Set down exactly the lines from the one containing "Target: eyeglasses" through the last line of the records below, both included, and nothing else.

(Point annotations for photos)
━━━━━━━━━━
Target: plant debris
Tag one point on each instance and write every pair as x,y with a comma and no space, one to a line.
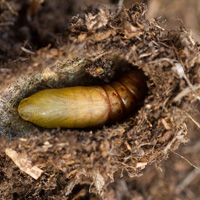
89,158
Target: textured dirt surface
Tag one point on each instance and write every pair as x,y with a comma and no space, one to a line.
39,45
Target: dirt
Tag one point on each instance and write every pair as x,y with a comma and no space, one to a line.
51,44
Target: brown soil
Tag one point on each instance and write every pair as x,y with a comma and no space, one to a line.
43,46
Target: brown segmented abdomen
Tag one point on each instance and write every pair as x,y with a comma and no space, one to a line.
89,106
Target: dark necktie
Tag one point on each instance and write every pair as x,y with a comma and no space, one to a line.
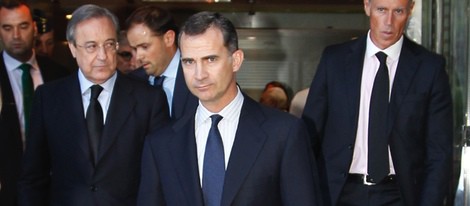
158,81
378,165
28,92
214,165
94,119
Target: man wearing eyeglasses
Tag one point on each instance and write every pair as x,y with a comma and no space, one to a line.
152,33
126,61
21,70
87,130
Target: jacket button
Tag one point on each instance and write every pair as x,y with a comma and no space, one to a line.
93,188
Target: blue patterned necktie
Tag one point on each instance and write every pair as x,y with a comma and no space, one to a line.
158,81
214,165
94,119
28,92
378,165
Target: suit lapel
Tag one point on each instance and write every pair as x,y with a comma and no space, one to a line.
406,69
249,141
69,98
184,155
121,105
353,66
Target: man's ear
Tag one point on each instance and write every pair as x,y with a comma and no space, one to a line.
237,57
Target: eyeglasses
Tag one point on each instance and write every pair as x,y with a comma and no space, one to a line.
92,47
125,55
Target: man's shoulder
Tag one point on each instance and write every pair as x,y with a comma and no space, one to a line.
50,69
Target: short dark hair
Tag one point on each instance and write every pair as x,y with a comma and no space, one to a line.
198,23
13,4
85,12
158,20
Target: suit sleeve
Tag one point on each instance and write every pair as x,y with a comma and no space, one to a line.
34,181
439,140
298,170
150,191
316,106
160,111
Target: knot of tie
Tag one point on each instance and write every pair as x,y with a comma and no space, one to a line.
215,119
382,57
158,81
95,91
25,67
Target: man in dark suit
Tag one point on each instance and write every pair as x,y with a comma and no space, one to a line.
395,150
152,32
17,35
88,130
260,156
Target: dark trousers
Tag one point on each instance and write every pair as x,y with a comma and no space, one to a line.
357,194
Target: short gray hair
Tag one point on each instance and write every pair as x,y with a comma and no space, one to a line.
85,12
━━━━━━━━━━
→ **Answer to this task**:
Target: eyeglasses
Tag one point on each instance and write every pair as x,y with a comma and no space, one to a line.
92,47
125,55
Target: man's shoulder
Tag one point on each instance and write every pair as x,y with a comma and no space, one to a line.
50,69
Target: short dark hair
Tag one point on each instance and write every pair as x,y with a comma and no space, one to a line.
198,23
13,4
85,12
158,20
Target: suit sleeve
Tag one point on each instance and write every pair as x,y with a comma and no space, one to a line.
34,181
439,140
298,170
150,191
316,106
160,111
Target: knot of tie
Tag one point on each instance and write every pair as x,y with a comma and no space, one to a line.
215,119
382,57
158,81
95,91
25,67
Target: man in dark suit
Tag one point on each instance and write every pair as x,y with a comma and no space, one to a line.
395,150
152,32
17,35
88,130
260,156
Target: dark trousers
Tag one point on each instance and write every pair as x,y with a comma and no space, one to a line.
357,194
Target: short gray hair
Tag one point on each instance and write every pair as x,y with a comma and no space, one to a line.
85,12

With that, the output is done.